The answer must restate every entry exactly as it appears.

EXERCISE INPUTS
═══

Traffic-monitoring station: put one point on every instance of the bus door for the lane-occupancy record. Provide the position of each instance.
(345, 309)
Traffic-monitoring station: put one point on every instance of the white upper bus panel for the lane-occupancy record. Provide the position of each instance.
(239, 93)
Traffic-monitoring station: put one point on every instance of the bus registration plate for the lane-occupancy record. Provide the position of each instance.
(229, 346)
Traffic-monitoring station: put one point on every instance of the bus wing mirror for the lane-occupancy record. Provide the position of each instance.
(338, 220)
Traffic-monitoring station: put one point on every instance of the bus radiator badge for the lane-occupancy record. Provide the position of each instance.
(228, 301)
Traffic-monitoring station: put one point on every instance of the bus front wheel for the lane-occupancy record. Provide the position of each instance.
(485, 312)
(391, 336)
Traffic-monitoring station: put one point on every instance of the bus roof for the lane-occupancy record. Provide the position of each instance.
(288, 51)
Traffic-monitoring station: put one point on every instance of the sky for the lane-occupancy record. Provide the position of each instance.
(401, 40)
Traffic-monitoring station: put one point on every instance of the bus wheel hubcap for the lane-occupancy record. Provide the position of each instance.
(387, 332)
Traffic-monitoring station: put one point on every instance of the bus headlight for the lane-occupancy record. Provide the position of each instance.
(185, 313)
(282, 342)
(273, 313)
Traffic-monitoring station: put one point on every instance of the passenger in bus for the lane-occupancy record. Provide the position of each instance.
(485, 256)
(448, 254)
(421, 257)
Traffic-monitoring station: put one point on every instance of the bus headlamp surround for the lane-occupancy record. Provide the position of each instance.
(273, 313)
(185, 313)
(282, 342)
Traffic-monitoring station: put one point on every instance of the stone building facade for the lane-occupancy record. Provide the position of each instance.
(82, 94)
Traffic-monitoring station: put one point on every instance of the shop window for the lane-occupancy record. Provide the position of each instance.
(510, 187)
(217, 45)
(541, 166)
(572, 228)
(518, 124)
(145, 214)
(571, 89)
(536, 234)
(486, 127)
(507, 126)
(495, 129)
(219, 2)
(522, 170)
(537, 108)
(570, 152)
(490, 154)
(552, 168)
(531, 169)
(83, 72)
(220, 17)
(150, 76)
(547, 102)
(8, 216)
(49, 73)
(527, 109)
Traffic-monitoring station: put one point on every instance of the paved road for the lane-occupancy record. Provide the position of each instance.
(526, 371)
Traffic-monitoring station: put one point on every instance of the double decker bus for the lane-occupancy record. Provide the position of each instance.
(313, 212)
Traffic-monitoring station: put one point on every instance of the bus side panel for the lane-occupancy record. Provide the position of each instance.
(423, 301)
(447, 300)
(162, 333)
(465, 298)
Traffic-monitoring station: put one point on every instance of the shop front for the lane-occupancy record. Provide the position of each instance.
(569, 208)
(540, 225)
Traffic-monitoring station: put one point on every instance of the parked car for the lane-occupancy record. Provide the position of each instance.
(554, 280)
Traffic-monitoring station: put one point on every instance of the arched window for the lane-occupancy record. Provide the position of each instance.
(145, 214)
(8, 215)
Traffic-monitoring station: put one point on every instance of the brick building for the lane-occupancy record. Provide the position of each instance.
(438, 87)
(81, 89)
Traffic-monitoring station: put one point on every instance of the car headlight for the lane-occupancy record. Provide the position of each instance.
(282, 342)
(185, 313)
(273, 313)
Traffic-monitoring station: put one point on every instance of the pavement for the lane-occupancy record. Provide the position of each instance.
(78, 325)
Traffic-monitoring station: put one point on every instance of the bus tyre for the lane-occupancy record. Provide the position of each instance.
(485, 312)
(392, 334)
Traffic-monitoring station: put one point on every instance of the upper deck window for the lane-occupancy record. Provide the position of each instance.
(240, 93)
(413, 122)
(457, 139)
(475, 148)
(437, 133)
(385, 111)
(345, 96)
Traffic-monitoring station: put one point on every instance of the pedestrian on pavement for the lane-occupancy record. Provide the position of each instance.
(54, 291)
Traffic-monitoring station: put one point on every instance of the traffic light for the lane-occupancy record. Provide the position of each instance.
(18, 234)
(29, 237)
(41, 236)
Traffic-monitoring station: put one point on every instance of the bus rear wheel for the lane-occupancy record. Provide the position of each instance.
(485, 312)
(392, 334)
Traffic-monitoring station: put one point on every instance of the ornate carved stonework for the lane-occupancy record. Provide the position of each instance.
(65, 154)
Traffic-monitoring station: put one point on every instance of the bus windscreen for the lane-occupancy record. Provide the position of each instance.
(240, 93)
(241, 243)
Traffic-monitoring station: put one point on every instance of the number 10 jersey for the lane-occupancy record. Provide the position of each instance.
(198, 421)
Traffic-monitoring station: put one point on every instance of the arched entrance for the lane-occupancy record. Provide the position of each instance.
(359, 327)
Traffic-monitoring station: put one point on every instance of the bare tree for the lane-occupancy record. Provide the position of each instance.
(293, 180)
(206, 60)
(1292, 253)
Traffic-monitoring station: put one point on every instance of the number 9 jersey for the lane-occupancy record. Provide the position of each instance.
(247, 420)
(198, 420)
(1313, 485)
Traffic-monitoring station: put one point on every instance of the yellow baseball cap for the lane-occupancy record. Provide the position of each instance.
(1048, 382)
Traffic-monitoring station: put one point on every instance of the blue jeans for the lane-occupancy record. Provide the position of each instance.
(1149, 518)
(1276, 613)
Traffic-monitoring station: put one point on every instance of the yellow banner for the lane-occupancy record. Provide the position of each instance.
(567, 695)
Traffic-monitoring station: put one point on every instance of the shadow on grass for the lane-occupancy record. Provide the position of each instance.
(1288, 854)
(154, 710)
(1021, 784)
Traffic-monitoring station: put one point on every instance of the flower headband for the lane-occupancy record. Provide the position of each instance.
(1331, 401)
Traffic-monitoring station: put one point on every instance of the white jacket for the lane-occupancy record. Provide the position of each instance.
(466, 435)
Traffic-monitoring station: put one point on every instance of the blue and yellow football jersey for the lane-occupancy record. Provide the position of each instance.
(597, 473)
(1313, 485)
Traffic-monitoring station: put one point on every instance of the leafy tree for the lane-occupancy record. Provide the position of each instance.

═══

SOLUTION TO THE PROBLEM
Traffic-monitoring station: put one point on every instance of the bus door for the lane-occupancy record. Provide the position of each instance.
(345, 309)
Traffic-monitoring station: put one point on every instance of the white upper bus panel for the lane-occupancy record. Provide the position of each instance.
(239, 93)
Traffic-monitoring station: put one point on every instance of the bus registration plate for the lane-occupancy record. Provide the position of each instance.
(229, 346)
Traffic-monitoring station: put one point on every instance of the bus wing mirror for the lane-occupancy record. Provide the position of each instance.
(338, 220)
Traffic-monitoring station: put one point on every instance of the bus radiator badge for the lane-occupancy record. Provide the position of each instance.
(228, 301)
Traffic-monitoring station: put one point on every instance of the bus front wheel for the lane-occupancy record. Provide the position of each instance.
(485, 312)
(391, 336)
Traffic-monitoring station: put one point on every instance of the bus roof for the lane-occupancy record. Provide the position of each instance.
(288, 51)
Traffic-monitoring station: put one point on every instance of the sky for the lane-occupancy record. Provide the position of each instance.
(401, 40)
Traffic-monitoring station: put one point on every instance of the bus wheel hubcap for the lane-occupancy record. Provide the position of each instance.
(387, 332)
Traffic-monitoring station: put one point on every instance of the bus headlight for the lane-occupancy record. Provide the position of each instance.
(185, 313)
(282, 342)
(273, 313)
Traffic-monitoring station: put one point on every instance of the passenger in bus for the lane-occupancy record. Provide the position of each instance.
(485, 256)
(448, 254)
(421, 257)
Traffic-monitoring station: put one point on every instance of the bus headlamp surround for the lane-occupancy record. Provide the position of each instance.
(273, 313)
(185, 313)
(282, 342)
Traffic-monitoring station: put one point on every instance of the stone building facade for the lane-occupancy record. Provide the position of each instance.
(82, 94)
Traffic-monitoring station: put one point on every instance of the shop window for the lane-occupancy record. Provide the position of each instance.
(510, 187)
(217, 45)
(541, 166)
(572, 228)
(518, 124)
(145, 214)
(571, 89)
(536, 234)
(486, 127)
(507, 126)
(495, 129)
(219, 2)
(522, 170)
(537, 108)
(570, 152)
(490, 154)
(552, 168)
(531, 169)
(83, 72)
(220, 17)
(150, 76)
(547, 102)
(8, 216)
(49, 73)
(527, 109)
Traffic-monitoring station: put one point on every instance of the paved road for the lane-occupancy record. Provide the position of each instance.
(526, 371)
Traffic-monitoring station: put one point on every instance of the double decker bus for the lane-occupancy record. Provide the position of each instance.
(313, 212)
Traffic-monitoring station: put one point on every instance of the bus side panel for the lane-occupancy record. Provide the position of each instance.
(423, 301)
(447, 300)
(162, 333)
(465, 298)
Traffic-monitoring station: put one point on every instance of the shop front for the lane-occupancy record. Provide the position of each instance.
(569, 208)
(540, 225)
Traffic-monitoring station: put one point on every instance of the parked car for the lane-occupancy record. Provide the position of each instance.
(554, 280)
Traffic-monitoring station: put one point on every instance of the arched window for the lane-occupancy record. Provide the position of each instance.
(145, 214)
(8, 215)
Traffic-monitoring station: put one point on every instance of the brick building for the lane-occupancy record. Provide the position of each instance.
(438, 87)
(81, 89)
Traffic-monitoring station: put one point on every instance of the car headlight for the lane-occupancy record. Provide the position of each instance.
(282, 342)
(185, 313)
(273, 313)
Traffic-monitoring station: put one point on every instance of the pavement for the lane-occupancy record. Provide the position of each instance.
(78, 325)
Traffic-monitoring station: put one point on every instance of the bus tyre for the lane-occupancy record. Provide the position of each instance.
(485, 312)
(392, 334)
Traffic-monitoring station: put one point on every instance of the upper deck window for the lane-occupancy record. Provide the position of each instance.
(240, 93)
(413, 122)
(457, 139)
(475, 148)
(437, 133)
(385, 111)
(345, 96)
Traffic-monitoring station: put one point on every instance of the pedestrian on pavement for the lane-occupancy record. Provide the position of each instance.
(54, 291)
Traffic-monitoring station: put one point on every instance of the traffic light for the lane-occupancy record. Provide the position of each instance.
(18, 234)
(29, 237)
(41, 236)
Traffic-monitoring station: put one point on every instance of the bus rear wheel for the lane-occupancy record. Provide the position of each instance.
(485, 312)
(392, 334)
Traffic-monitoring station: put one point on every instance of the ornate carved stonework for the lane-occupancy record. Provide the position of each instance.
(65, 154)
Traffic-monitoring station: put one point on every instance of the bus windscreen for the lane-occupancy record. Provide the position of each instance.
(240, 93)
(241, 243)
Traffic-monitoring station: put one point on every instance of the number 10 jersey for the lane-occupancy record. Provide the position of each instance.
(198, 421)
Traffic-monitoring station: put one point on every instance of the arched entrance for the lane-occupancy record. Provide the position of each instance.
(359, 327)
Traffic-monitoring station: put one point on every instance of the bare tree for the lane-occupancy record. Provide the position of each instance.
(293, 180)
(206, 60)
(1292, 253)
Traffic-monitoring station: put one point on every instance of the number 9 jersey for the lane-occupancy record. Provide the position of each instance.
(247, 420)
(198, 420)
(1313, 485)
Traffic-monitoring station: put one point on every instance of the yellow baseball cap for the lane-occupancy record. Provide the position of each instance.
(1048, 382)
Traffic-monitoring station: put one point on every instance of the blue jeans for the lane-occupancy record. Provide the position of each instance.
(1149, 518)
(1276, 613)
Traffic-monitoring station: put one point on every instance of the yellow banner for the lane-occupancy record. Provide the position of each instance.
(567, 695)
Traffic-monitoring station: put one point on every instance of the shadow on grass for the lane-occupancy record. Provide the position of each instance.
(1288, 854)
(154, 710)
(1021, 784)
Traffic-monitoring station: put one point on every instance of the flower headband for the lane-occupancy record. Provide the position of each instance.
(1331, 401)
Traffic-monitoring station: put one point on every instance of the white jacket for the lane-occupancy record. Provide the position of each instance.
(466, 435)
Traffic-monitoring station: put one point on every instance of the blue and yellow football jersey for the lane-occupancy record. Provide the position of each instance.
(597, 473)
(1313, 485)
Traffic-monitoring station: put one point on every instance of the leafy tree for the lane-occupancy record. Provide the position of each instance.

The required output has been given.